■ Activity: Copy every line in the listing that contains "white".

= = = = = = =

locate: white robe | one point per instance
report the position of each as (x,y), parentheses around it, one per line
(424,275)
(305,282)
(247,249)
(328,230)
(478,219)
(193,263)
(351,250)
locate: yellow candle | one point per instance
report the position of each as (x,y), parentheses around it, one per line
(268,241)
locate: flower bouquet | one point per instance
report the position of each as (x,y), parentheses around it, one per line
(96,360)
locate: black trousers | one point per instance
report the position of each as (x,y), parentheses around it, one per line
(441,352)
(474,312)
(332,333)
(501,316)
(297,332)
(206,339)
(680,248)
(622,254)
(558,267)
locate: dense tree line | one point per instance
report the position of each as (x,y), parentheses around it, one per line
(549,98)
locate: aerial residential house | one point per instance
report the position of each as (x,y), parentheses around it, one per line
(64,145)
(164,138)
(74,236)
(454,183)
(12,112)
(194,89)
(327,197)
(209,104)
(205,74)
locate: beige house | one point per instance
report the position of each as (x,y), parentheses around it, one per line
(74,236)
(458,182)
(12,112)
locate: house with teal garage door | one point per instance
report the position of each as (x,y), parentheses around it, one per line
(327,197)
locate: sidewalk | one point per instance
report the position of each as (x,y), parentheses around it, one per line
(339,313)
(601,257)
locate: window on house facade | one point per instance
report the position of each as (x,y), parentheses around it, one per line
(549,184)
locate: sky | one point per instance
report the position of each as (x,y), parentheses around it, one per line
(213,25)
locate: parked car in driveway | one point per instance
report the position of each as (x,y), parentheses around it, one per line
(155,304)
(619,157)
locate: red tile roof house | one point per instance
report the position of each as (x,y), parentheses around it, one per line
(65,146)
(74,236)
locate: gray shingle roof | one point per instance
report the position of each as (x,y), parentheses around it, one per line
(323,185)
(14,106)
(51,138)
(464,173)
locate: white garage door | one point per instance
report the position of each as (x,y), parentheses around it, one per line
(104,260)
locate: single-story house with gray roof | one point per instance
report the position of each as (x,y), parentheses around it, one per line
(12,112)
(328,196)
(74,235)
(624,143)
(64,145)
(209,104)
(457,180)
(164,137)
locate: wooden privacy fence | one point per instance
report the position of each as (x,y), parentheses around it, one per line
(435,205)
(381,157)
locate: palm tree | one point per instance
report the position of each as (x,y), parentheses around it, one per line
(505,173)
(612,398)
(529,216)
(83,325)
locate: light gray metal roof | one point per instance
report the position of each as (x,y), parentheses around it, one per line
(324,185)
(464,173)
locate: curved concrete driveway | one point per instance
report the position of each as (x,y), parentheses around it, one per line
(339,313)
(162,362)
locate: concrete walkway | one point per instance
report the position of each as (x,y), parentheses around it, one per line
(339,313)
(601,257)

= = = = = = =

■ Solution:
locate: white robe | one point per instance
locate: white garage door | one point per instance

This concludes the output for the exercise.